**TEXTE**
L’émergence de l’expression “smart city”, à la fin des années 2000, a connu un succès mondial, de Singapour à New York, en passant par Sydney, Dubaï ou encore Casablanca (E-Madina) !
Derrière ce concept se cache la volonté de rendre les territoires urbains plus intelligents, plus durables, plus résilients et plus inclusifs à l’aide des nouvelles technologies, mais pas que…
Concept à la mode pour certains, solution ultime pour rendre la ville plus durable pour d’autres, la smart city trace son chemin et s’impose peu à peu comme un nouveau modèle de développement urbain. Difficile toutefois d’en donner une définition précise ; la smart city est protéiforme. Chaque ville s’approprie le concept et l’adapte à son propre contexte. On voit donc se côtoyer et coexister différentes “générations” de villes intelligentes.

**LISTE DES CONSIGNES**
- 1) Recopiez le passage du texte sur la smart city commençant par « L’émergence de l’expression » et allant jusqu'à « de villes intelligentes. », en substituant « Tokyo » à « Singapour ».
- 2) Prolongez le texte sur la smart city à la suite de sa dernière phrase.
Les entrées n'ont aucun lien avec le texte sur la smart city.

**DONNÉES FOURNIES**

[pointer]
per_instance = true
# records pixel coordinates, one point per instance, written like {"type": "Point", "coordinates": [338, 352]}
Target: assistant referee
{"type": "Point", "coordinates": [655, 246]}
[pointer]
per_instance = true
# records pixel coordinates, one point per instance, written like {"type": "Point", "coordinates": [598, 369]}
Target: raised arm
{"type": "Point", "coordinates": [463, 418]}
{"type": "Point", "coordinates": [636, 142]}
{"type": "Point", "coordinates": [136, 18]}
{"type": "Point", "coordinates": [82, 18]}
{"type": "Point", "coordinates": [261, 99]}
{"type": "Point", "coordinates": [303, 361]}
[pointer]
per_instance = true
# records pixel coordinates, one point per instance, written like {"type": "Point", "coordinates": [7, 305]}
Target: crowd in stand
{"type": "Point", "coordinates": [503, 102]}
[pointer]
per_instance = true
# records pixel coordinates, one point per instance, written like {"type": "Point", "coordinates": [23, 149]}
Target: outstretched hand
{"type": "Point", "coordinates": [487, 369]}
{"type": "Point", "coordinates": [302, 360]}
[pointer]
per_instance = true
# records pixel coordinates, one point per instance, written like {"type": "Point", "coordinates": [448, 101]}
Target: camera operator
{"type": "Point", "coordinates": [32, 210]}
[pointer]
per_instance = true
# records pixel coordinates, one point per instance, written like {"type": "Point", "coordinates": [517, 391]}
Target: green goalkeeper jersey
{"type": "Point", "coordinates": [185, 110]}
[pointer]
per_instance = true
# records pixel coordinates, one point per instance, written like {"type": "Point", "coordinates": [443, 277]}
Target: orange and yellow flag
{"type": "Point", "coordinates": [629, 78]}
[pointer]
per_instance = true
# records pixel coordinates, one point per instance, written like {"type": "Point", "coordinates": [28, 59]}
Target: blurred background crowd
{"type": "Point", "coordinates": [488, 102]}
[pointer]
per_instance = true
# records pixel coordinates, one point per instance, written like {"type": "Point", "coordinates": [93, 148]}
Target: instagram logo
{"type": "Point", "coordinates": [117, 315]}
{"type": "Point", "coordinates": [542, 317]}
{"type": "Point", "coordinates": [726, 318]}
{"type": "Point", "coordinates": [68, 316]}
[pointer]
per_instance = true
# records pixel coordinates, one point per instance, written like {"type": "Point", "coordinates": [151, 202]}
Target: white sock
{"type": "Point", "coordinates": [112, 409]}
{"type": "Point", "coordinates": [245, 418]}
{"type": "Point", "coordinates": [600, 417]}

**RÉSULTATS DANS L'ORDRE**
- 1)
L’émergence de l’expression “smart city”, à la fin des années 2000, a connu un succès mondial, de Tokyo à New York, en passant par Sydney, Dubaï ou encore Casablanca (E-Madina) !
Derrière ce concept se cache la volonté de rendre les territoires urbains plus intelligents, plus durables, plus résilients et plus inclusifs à l’aide des nouvelles technologies, mais pas que…
Concept à la mode pour certains, solution ultime pour rendre la ville plus durable pour d’autres, la smart city trace son chemin et s’impose peu à peu comme un nouveau modèle de développement urbain. Difficile toutefois d’en donner une définition précise ; la smart city est protéiforme. Chaque ville s’approprie le concept et l’adapte à son propre contexte. On voit donc se côtoyer et coexister différentes “générations” de villes intelligentes.

- 2)
Le Maroc a entamé une première réflexion dans le domaine des Smart Cities, et ce depuis 2015. La ville de Casablanca a été la première ville africaine à faire partie du réseau de 25 villes intelligentes lui permettant de réfléchir à un schéma directeur pour le déploiement de la Smart City dans la capitale économique.
D’autre part, nous avons vu l’établissement en 2015 du cluster E-Madina comme groupe de réflexion autour de cette transformation nécessaire pour la capitale économique du Maroc.
E-Madina, initiative lancée par des d’entrepreneurs, des universitaires et des services de la ville, a permis de faire entrer la ville de Casablanca dans la IEEE Smart City Initiative, de structurer avec un événement annuel, Smart City Casablanca, ainsi que de lancer certaines initiatives pilotes. E-Madina a aussi permis de développer quelques premiers concepts sur ce que pourrait être la ville smart e-Casablanca.
Les villes ou territoires urbains de demain se construisent aujourd’hui
Mais que veut-on vraiment dire par ville intelligente ? Comment pouvons-nous réussir ce défi d’envergure pour les villes de notre nation ?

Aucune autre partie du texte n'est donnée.